- _REQUIREMENT_
Every entry below should be written out again exactly.

[GIVEN DATA Boundary: Start]

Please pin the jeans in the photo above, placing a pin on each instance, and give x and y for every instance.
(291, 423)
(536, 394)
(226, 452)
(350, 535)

[GIVEN DATA Boundary: End]

- _TASK ANSWER_
Please pin the jeans in the photo above, placing a pin on each instance, and give x and y for every instance.
(291, 423)
(536, 394)
(226, 452)
(350, 535)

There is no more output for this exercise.